Task —
Can you render every record below as a Markdown table with the columns "Line" and "Content", one numbered row per line, skipping blank lines? Leave the pictures out of your answer.

Working data —
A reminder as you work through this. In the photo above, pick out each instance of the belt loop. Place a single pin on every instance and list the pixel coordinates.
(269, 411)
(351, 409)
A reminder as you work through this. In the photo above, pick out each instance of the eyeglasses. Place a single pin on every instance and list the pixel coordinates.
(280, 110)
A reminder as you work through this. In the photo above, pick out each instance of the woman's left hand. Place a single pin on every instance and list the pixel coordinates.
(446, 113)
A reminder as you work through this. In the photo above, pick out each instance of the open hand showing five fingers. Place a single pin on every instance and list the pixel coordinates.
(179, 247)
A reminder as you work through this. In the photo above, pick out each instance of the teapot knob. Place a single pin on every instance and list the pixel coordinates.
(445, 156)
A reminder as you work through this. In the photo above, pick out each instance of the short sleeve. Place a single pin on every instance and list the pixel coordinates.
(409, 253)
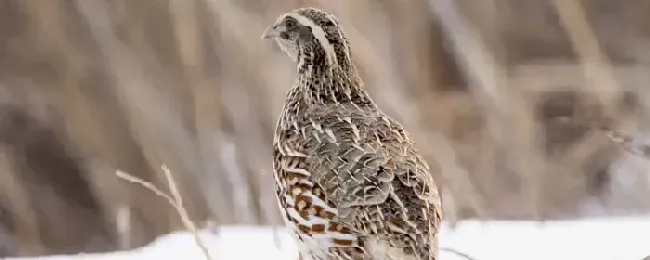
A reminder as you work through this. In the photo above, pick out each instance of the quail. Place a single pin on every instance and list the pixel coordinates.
(349, 181)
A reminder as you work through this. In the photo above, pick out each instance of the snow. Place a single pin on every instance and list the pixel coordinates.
(593, 239)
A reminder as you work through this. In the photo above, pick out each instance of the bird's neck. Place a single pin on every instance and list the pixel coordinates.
(323, 80)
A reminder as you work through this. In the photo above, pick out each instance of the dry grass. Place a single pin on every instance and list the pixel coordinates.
(91, 86)
(175, 200)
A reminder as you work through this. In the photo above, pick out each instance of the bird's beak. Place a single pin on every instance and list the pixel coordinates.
(269, 32)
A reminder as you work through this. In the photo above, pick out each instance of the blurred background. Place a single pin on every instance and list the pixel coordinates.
(88, 87)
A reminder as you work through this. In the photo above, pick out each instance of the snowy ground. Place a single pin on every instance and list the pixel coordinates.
(598, 239)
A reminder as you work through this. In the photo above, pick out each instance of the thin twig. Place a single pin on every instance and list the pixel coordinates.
(456, 252)
(625, 140)
(175, 200)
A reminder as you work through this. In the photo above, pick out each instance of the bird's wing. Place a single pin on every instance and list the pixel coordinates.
(364, 170)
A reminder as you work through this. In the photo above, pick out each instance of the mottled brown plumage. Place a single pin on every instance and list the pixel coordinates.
(350, 182)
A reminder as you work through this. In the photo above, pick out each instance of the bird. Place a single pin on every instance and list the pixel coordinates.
(349, 181)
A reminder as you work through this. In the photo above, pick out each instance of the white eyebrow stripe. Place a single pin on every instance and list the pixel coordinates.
(320, 35)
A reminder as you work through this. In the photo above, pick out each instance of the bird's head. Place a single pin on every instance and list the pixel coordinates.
(309, 34)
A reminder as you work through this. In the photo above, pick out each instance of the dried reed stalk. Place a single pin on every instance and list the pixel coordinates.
(175, 200)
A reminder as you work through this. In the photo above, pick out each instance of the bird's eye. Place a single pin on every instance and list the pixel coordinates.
(290, 23)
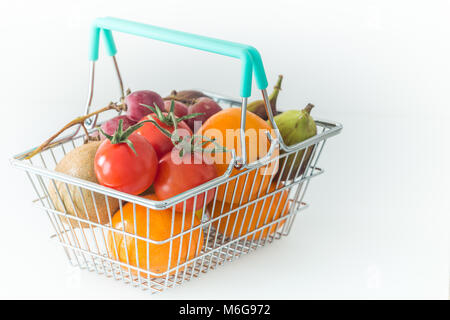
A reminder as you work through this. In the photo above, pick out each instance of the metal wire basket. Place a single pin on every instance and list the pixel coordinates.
(225, 232)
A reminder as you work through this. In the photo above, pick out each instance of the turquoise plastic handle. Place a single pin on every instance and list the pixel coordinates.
(250, 57)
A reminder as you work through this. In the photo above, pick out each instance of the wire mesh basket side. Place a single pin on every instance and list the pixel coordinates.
(228, 231)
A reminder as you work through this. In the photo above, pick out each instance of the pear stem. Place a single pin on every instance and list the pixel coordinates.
(274, 95)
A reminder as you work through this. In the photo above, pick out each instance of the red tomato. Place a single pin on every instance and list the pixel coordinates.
(178, 174)
(118, 167)
(160, 142)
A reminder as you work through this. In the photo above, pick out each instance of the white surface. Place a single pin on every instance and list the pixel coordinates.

Exercise solution —
| Line | Content |
|---|---|
| 1 | A reminder as you work through this. In the photo above, pick out each instance of the belt loop. Place a single pin on every instance and list the pixel coordinates. |
| 2 | (269, 411) |
| 3 | (351, 409) |
| 4 | A reminder as you work through this. In the photo above, pick out each instance of the eyeglasses. Place a single pin on every instance and list the pixel coordinates. |
| 5 | (280, 110) |
| 6 | A reminder as you work through this. In the photo above, pick out each instance of the woman's left hand. Place a single pin on every instance and list the pixel coordinates. |
| 7 | (446, 113) |
| 8 | A reminder as you work through this. In the photo above, pick out each instance of the open hand showing five fingers. Place a single pin on every instance and list the pixel coordinates. |
| 9 | (179, 247) |
| 10 | A reminder as you work through this. In the photo above, pick out each instance of the teapot knob. Place a single pin on every instance and list the pixel coordinates. |
| 11 | (445, 156) |
| 12 | A reminder as you work through this. In the photo above, pick out each instance of the short sleeve. Place a single pin on every instance and list the pixel coordinates. |
| 13 | (409, 253) |
| 14 | A reminder as you work through this. In the photo above, pick out each instance of the quail. Place a single pin on every instance and list the pixel coordinates. |
| 15 | (349, 181) |
| 16 | A reminder as you work through this. In the photo above, pick out each instance of the snow. Place a single pin on every instance and list the pixel coordinates. |
| 17 | (593, 239) |
| 18 | A reminder as you work through this. In the photo above, pick out each instance of the bird's neck. Place a single pin on every instance and list the pixel coordinates. |
| 19 | (323, 80) |
| 20 | A reminder as you work through this. In the photo above, pick out each instance of the dry grass. Place a single pin on every instance and list the pixel coordinates. |
| 21 | (91, 86) |
| 22 | (175, 200) |
| 23 | A reminder as you work through this. In the photo above, pick out each instance of the bird's beak. Place a single pin on every instance and list the pixel coordinates. |
| 24 | (269, 32) |
| 25 | A reminder as you work through this. In the photo above, pick out each instance of the blurred background. Place a single pin on every instance and list the pixel coordinates. |
| 26 | (88, 87) |
| 27 | A reminder as you work through this. In the photo above, pick out each instance of the snowy ground. Place a single pin on every instance and list the pixel coordinates. |
| 28 | (598, 239) |
| 29 | A reminder as you work through this. In the photo above, pick out each instance of the thin twig. Place a single pin on every instance and list the pixel coordinates. |
| 30 | (456, 252) |
| 31 | (625, 140) |
| 32 | (175, 200) |
| 33 | A reminder as you work through this. In the photo above, pick out each instance of the bird's wing. Place a single pin on every instance and list the pixel coordinates. |
| 34 | (364, 170) |
| 35 | A reminder as you work through this. In the photo above, pick out each instance of the mottled brown plumage. Place a single pin on every instance and list the pixel coordinates. |
| 36 | (350, 182) |
| 37 | A reminder as you work through this. In the photo above, pick out each instance of the bird. Place a single pin on every instance and list the pixel coordinates. |
| 38 | (349, 181) |
| 39 | A reminder as you work through this. In the photo above, pick out each instance of the white eyebrow stripe. Place a single pin on every instance and list the pixel coordinates. |
| 40 | (320, 35) |
| 41 | A reminder as you work through this. In the photo above, pick out each instance of the bird's head. Place a single pin on every instance and list the pixel coordinates. |
| 42 | (309, 34) |
| 43 | A reminder as you work through this. In the photo above, pick out each instance of the dried reed stalk. Place a single pin on every instance and list the pixel coordinates. |
| 44 | (175, 200) |
| 45 | A reminder as you work through this. In the photo above, pick out each instance of the bird's eye. Place a single pin on every instance and list the pixel coordinates. |
| 46 | (290, 23) |
| 47 | A reminder as you work through this. In the photo above, pick out each instance of the metal wire basket. Place a single pin on every instance and list the pixel coordinates. |
| 48 | (225, 232) |
| 49 | A reminder as you work through this. In the photo above, pick out each instance of the turquoise plastic handle. Place a single pin on every instance and list the pixel coordinates. |
| 50 | (250, 57) |
| 51 | A reminder as you work through this. In the photo above, pick out each instance of the wire mesh basket side. Place a single pin on every instance and list the pixel coordinates. |
| 52 | (228, 231) |
| 53 | A reminder as you work through this. In the photo above, pick out each instance of the pear stem. Place a single pin on every instance and list the pixel coordinates. |
| 54 | (274, 95) |
| 55 | A reminder as you work through this. In the photo above, pick out each instance of the red tomato. Place a single pin on every instance and list the pixel coordinates. |
| 56 | (178, 174) |
| 57 | (118, 167) |
| 58 | (160, 142) |
| 59 | A reminder as you work through this. In the photo above, pick out each instance of the white surface. Place a single pin on every instance and list the pixel coordinates. |